AUFGABEN BEARBEITEN |
1: Erkläre in ein bis drei Sätzen, warum eine Präzisierung der „wirklichen wirtschaftlichen Tätigkeit“ durch den EuGH laut dem Text zur Hinzurechnungsbesteuerung auch Zwischengesellschaften in der EU oder im Europäischen Wirtschaftsraum unmittelbar beträfe.
2: Gib aus dem Text zur Hinzurechnungsbesteuerung die Stelle wortgetreu aus, die mit „Bedeutung über Drittlandsfälle“ beginnt und bis einschließlich „der Hinzurechnungsbesteuerung unterliegen.“ reicht.
3: Fasse den Absatz des Textes zur Hinzurechnungsbesteuerung, der mit „Dem EuGH liegen nunmehr“ beginnt, als Stichpunktliste zusammen und behalte dabei seine wesentlichen Aussagen bei.
── VORGEGEBENER TEXT ──
Bedeutung über Drittlandsfälle hinaus
Sollte der EuGH die Hinzurechnungsbesteuerung von Zwischeneinkünften in einem Drittstaatenfall nur unter den Bedingungen mit der Kapitalverkehrsfreiheit für vereinbar halten, die er bereits in der Rechtssache Cadbury Schweppes aufgestellt hat, müsste der deutsche Gesetzgeber die Möglichkeit des Gegenbeweises in § 8 Abs. 2 AStG auch auf Drittstaatenfälle erweitern. Hierdurch würde sich die Situation für Steuerpflichtige verbessern, die an Zwischengesellschaften in Drittstaaten beteiligt sind, deren Zwischeneinkünfte der Hinzurechnungsbesteuerung unterliegen.
Sofern der EuGH darüber hinaus auch die Anforderungen an das Vorliegen einer „wirklichen wirtschaftlichen Tätigkeit“ präzisiert, hätte dies auch unmittelbare Auswirkungen auf Zwischengesellschaften, die in der EU oder dem Europäischen Wirtschaftsraum ansässig sind. Denn für diese geltende Gegenbeweisregel in § 8 Abs. 2 AStG liegt bereits jetzt der Begriff der „wirklichen wirtschaftlichen Tätigkeit“ zugrunde.
Ausblick
Dem EuGH liegen nunmehr Fragen des BFH betreffend die Zulässigkeit der Hinzurechnungsbesteuerung zur Entscheidung vor, deren Beantwortung auch in zwei weiteren derzeit beim BFH anhängigen Revisionsverfahren von Bedeutung sein kann. Dies verdeutlicht die generellen und zahlreichen Schwächen der gesetzlichen Regelungen zur Hinzurechnungsbesteuerung nach dem AStG. Es bleibt daher mit Spannung zu erwarten, ob und ggf. wie der EuGH zu den vorgelegten Rechtsfragen Stellung beziehen wird. Aus Sicht der Steuerpflichtigen wäre es bereits erfreulich, wenn der EuGH den von ihm kreierten Begriff der „wirklichen wirtschaftlichen Tätigkeit“ weiter konkretisieren würde, um damit mehr Rechtssicherheit für die Steuerpflichtigen zu schaffen.
───
── MATERIAL ──
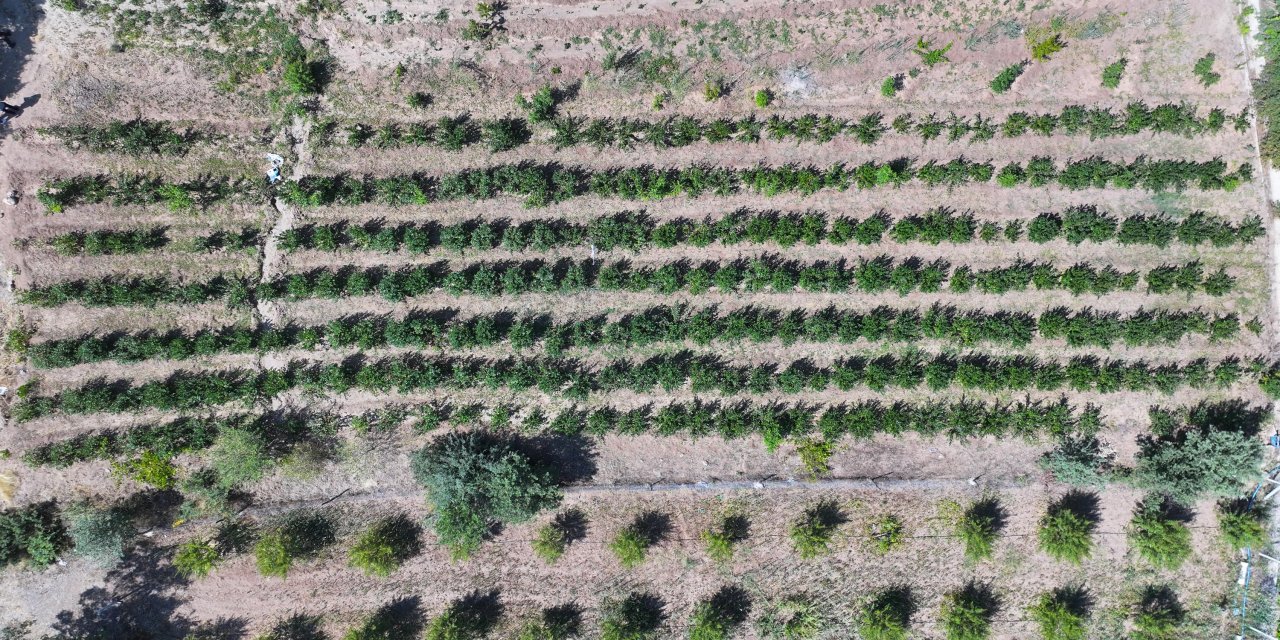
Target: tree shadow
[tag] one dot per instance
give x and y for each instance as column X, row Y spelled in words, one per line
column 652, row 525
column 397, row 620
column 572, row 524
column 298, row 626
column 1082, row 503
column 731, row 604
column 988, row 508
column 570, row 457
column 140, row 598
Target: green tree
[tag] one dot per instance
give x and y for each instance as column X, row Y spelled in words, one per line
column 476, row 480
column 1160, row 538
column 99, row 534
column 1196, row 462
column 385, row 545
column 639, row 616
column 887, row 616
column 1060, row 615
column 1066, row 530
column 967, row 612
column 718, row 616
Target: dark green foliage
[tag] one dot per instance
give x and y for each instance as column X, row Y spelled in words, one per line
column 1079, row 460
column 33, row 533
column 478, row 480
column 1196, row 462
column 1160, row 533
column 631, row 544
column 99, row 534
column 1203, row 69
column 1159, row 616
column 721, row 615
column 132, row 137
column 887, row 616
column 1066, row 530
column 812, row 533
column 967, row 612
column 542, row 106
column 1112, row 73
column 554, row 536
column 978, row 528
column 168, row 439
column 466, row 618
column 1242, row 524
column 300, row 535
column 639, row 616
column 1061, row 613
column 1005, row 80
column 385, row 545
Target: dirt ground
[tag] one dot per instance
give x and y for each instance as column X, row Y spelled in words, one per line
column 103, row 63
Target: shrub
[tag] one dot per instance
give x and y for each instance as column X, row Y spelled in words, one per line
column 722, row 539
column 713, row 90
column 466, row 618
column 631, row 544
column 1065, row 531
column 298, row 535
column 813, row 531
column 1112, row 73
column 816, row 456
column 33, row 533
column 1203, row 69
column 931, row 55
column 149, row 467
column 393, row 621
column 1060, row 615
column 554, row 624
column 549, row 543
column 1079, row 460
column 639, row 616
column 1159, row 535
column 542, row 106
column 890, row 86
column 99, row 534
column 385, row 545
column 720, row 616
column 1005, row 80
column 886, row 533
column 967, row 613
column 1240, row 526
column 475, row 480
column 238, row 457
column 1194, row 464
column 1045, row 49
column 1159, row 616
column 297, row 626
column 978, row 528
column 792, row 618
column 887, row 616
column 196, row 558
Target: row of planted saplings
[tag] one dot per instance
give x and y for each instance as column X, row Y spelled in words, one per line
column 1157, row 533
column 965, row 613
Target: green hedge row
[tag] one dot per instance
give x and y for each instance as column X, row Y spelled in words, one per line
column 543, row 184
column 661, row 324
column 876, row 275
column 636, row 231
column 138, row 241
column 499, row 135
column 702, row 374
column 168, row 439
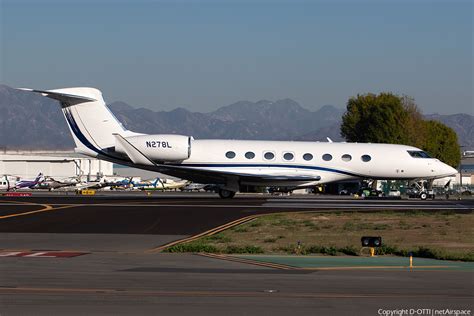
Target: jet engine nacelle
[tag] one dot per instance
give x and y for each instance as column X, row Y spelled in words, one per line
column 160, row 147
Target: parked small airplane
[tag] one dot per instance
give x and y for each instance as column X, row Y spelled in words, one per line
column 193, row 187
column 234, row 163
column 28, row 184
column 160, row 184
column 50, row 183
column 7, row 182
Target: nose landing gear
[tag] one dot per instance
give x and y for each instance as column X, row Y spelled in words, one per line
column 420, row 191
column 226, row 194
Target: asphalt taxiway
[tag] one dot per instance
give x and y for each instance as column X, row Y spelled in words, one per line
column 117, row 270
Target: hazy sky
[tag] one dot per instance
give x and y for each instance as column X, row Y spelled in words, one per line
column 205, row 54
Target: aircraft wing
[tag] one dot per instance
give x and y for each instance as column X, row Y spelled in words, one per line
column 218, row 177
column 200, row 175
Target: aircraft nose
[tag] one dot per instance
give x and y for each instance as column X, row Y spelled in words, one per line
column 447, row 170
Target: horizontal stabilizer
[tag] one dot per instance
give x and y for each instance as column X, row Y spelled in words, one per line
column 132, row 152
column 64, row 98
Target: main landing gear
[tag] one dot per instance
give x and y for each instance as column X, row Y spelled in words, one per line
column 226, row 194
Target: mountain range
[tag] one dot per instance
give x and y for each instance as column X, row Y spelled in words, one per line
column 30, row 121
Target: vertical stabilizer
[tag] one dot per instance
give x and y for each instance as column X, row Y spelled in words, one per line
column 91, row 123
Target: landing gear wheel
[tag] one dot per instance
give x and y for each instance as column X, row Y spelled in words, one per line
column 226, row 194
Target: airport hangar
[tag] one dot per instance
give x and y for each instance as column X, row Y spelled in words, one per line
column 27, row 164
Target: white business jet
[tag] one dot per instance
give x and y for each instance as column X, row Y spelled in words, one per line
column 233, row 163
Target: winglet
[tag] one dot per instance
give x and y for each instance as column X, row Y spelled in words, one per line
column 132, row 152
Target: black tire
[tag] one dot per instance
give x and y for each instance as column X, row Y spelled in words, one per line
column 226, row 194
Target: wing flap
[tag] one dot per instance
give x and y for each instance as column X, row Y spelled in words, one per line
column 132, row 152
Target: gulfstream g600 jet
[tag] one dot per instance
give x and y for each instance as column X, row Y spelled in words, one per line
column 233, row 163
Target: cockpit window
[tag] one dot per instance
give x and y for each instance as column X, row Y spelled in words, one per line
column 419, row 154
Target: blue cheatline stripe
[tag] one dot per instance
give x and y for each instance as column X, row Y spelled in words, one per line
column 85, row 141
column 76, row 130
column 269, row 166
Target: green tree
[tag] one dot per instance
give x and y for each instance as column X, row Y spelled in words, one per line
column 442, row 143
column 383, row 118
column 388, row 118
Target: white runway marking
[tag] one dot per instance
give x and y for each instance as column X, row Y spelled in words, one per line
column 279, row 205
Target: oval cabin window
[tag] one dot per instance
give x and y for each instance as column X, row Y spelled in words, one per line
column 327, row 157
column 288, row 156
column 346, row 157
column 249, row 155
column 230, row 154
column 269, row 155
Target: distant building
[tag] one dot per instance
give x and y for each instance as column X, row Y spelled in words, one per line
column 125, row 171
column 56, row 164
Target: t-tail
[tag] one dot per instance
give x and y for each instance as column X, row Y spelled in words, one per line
───
── MATERIAL ──
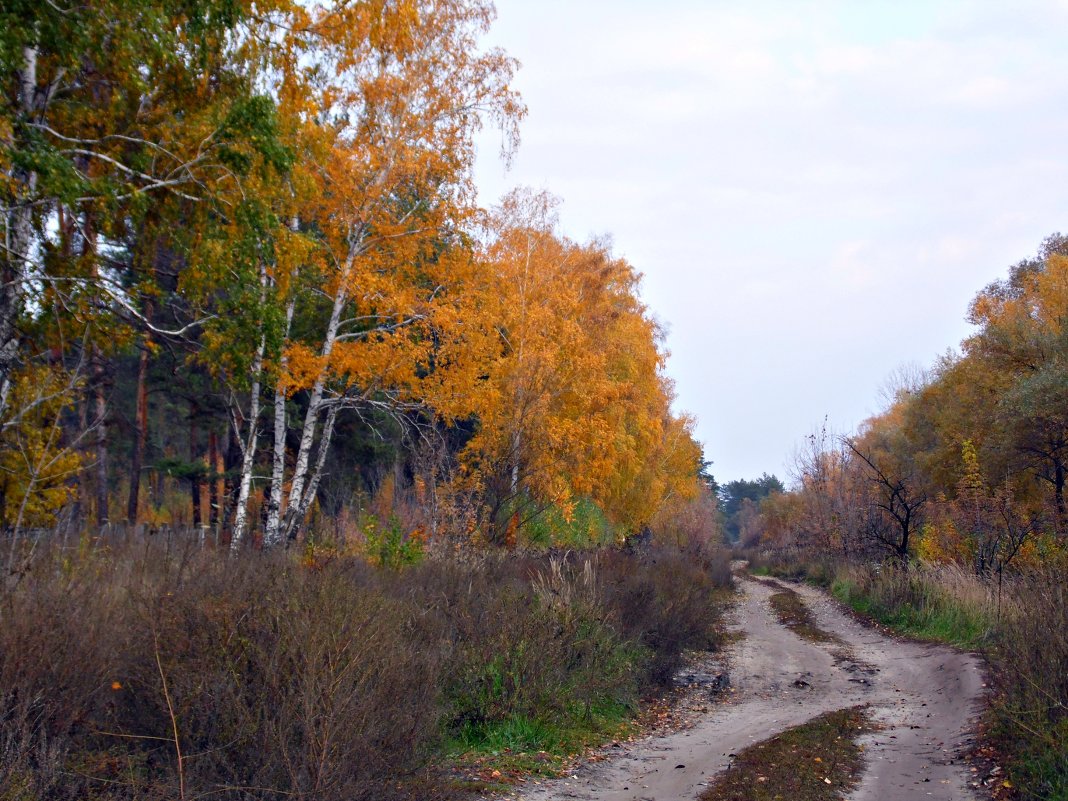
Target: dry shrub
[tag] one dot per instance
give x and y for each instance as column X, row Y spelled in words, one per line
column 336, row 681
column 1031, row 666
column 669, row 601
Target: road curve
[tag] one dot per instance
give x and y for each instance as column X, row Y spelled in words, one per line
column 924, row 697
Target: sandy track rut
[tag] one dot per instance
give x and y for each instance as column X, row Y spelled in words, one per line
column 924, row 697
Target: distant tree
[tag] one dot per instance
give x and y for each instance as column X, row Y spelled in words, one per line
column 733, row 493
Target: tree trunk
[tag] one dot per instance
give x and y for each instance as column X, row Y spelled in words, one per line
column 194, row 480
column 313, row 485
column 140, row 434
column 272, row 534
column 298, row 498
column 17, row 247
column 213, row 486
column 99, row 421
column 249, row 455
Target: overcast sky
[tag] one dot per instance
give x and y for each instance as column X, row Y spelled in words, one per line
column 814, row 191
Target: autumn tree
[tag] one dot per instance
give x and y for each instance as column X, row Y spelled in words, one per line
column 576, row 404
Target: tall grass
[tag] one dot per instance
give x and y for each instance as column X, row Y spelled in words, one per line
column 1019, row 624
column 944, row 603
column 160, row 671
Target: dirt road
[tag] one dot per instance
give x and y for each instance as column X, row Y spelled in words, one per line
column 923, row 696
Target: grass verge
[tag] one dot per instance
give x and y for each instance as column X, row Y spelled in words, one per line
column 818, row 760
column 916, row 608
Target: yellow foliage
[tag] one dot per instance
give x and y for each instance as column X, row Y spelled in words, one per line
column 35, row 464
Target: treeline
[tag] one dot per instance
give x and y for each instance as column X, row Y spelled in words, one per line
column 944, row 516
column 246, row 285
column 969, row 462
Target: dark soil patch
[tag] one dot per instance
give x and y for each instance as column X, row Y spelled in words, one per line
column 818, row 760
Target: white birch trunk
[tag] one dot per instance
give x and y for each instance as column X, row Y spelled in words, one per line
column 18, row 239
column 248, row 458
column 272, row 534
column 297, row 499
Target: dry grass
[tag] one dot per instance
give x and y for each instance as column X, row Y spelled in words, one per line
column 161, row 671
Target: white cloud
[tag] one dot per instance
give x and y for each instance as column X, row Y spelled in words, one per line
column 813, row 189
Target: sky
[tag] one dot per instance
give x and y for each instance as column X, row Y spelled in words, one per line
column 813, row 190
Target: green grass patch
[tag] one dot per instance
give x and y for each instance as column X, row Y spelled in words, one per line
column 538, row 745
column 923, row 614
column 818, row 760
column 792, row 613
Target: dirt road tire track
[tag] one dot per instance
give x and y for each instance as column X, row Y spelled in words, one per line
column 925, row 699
───
LÖSUNGEN |
1: Die für diese Gesellschaften geltende Gegenbeweisregel in § 8 Abs. 2 AStG beruht bereits jetzt auf dem Begriff der „wirklichen wirtschaftlichen Tätigkeit“. Eine genauere Bestimmung dieses Begriffs durch den EuGH würde sich deshalb direkt auf sie auswirken.

2:
Bedeutung über Drittlandsfälle hinaus
Sollte der EuGH die Hinzurechnungsbesteuerung von Zwischeneinkünften in einem Drittstaatenfall nur unter den Bedingungen mit der Kapitalverkehrsfreiheit für vereinbar halten, die er bereits in der Rechtssache Cadbury Schweppes aufgestellt hat, müsste der deutsche Gesetzgeber die Möglichkeit des Gegenbeweises in § 8 Abs. 2 AStG auch auf Drittstaatenfälle erweitern. Hierdurch würde sich die Situation für Steuerpflichtige verbessern, die an Zwischengesellschaften in Drittstaaten beteiligt sind, deren Zwischeneinkünfte der Hinzurechnungsbesteuerung unterliegen.

3:
- Dem EuGH liegen Fragen des BFH zur Zulässigkeit der Hinzurechnungsbesteuerung zur Entscheidung vor.
- Die Antworten können auch für zwei weitere beim BFH anhängige Revisionsverfahren bedeutsam sein.
- Das zeigt die generellen und zahlreichen Schwächen der gesetzlichen Regelungen zur Hinzurechnungsbesteuerung nach dem AStG.
- Offen ist, ob und gegebenenfalls wie der EuGH zu den vorgelegten Rechtsfragen Stellung nimmt.
- Für Steuerpflichtige wäre bereits eine weitere Konkretisierung des Begriffs der „wirklichen wirtschaftlichen Tätigkeit“ erfreulich, weil sie mehr Rechtssicherheit schaffen würde.